(Texte fourni):
- - -

Jeudi 07 septembre 2006

8H30 - Hors compétition - LA FLUTE ENCHANTEE de Kenneth Branagh

Kenneth Branagh était resté silencieux depuis son "Peines d'amours perdues", adaptation de Shakespeare, certes très théâtrale, mais mêlant astucieusement textes en vers, décors et costumes des années 30 et chansons classiques des années 30 à 50. Après avoir fait uniquement l'acteur pendant quelques années, le voici de retour derrière la caméra. Et il rend cette fois-ci hommage à Mozart en adaptant son opéra: "La flûte enchantée". Sous sa baguette naît un film magique, visuellement superbe où les effets spéciaux créent une vision du front intéressante et surréaliste dans un monde relevant à la fois du médiéval et des années 30, aux coloris très riches.

- - -

(Consignes):
**a.** Résumez en deux ou trois phrases le paragraphe de la critique de « La flûte enchantée » qui commence par « Kenneth Branagh était resté silencieux », sans perdre ses faits principaux.
**b.** D'après la critique de « La flûte enchantée », quel film avait précédé le retour de Kenneth Branagh à la réalisation ?
**c.** Rédigez la suite de la critique de « La flûte enchantée » de Kenneth Branagh, à partir de la dernière phrase du texte.

(Matériel extrait):

- - -

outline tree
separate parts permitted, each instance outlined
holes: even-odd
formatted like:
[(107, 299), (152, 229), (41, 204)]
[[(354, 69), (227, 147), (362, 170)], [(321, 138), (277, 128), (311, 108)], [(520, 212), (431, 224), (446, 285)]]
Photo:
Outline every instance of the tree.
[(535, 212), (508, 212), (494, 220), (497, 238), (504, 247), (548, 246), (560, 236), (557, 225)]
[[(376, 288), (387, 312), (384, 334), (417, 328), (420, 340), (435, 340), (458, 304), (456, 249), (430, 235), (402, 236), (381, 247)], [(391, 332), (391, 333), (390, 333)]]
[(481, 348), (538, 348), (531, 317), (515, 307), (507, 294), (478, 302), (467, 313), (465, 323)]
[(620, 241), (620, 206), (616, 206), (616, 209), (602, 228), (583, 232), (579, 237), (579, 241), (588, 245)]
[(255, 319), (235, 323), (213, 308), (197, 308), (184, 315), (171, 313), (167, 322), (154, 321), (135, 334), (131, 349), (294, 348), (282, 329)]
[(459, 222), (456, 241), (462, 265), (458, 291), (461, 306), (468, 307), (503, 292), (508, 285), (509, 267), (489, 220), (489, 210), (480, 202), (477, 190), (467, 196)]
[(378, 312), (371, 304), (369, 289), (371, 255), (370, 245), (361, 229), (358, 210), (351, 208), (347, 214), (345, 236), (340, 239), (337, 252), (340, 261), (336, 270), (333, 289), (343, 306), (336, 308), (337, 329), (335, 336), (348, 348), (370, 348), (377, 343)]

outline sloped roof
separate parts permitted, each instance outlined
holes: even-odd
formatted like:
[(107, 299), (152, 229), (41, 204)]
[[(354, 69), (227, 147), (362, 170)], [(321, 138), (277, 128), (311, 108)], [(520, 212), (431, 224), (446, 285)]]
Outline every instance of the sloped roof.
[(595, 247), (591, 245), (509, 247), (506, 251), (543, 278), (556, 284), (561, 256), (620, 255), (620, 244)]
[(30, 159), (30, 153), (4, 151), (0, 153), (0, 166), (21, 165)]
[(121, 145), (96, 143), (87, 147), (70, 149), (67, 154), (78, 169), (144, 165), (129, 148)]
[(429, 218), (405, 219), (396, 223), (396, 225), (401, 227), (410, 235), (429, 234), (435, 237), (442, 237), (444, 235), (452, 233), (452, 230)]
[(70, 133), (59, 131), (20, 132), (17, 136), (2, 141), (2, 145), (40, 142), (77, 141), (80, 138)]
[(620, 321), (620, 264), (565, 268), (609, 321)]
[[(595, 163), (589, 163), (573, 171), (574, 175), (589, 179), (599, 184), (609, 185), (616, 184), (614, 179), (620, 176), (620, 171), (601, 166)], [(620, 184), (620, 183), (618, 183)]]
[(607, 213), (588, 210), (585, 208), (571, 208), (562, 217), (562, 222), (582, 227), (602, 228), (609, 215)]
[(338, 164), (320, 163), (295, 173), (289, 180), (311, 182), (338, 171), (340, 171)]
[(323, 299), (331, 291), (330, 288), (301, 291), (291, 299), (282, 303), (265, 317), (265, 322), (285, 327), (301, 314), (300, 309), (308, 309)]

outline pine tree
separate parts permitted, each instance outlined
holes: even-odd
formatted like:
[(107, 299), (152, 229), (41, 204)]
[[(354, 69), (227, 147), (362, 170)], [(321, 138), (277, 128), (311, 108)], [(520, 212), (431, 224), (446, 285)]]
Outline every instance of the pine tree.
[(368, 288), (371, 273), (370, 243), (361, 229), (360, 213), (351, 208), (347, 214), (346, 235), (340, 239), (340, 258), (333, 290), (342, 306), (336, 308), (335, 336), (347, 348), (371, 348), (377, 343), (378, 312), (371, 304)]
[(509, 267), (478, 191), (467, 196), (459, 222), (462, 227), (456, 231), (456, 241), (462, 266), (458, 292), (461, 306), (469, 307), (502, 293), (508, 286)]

- - -

(Réponses dans l'ordre):
**a.** Kenneth Branagh n'avait rien réalisé depuis « Peines d'amours perdues », une adaptation de Shakespeare mêlant vers, décors et costumes des années 30 et chansons classiques. Après quelques années où il a seulement joué, il revient derrière la caméra pour adapter l'opéra de Mozart « La flûte enchantée ». Il en tire un film magique et visuellement superbe, aux effets spéciaux surréalistes et aux couleurs très riches, dans un univers à la fois médiéval et inspiré des années 30.

**b.** « Peines d'amours perdues », une adaptation de Shakespeare.

**c.**
Malgré la statique d'un des interprètes au charisme pourtant important (le supposé "méchant"...), son opéra est bien plus que mis en images. La magie et la poésie sont bien là, Branagh sachant toujours insuffler un humour bienvenu, ici par une gestuelle parfois proche du cinéma muet, et surtout par la virtuosité de ses mouvements de caméra ou effets de foules. Quelques scènes nous emportent littéralement dans un autre monde, lorsque le messager parcoure les tranchées ou quand la reine virevolte dans le ciel.

Si les dialogues par moments sont très durs à comprendre sans sous-titres, on pourra aussi se laisser aller à apprécier simplement la musique, en saisissant uniquement l'essentiel des situations dramatiques. Le plaisir n'en sera nullement diminué tant la mise en scène est somptueuse. Un film à découvrir en France pour Noël.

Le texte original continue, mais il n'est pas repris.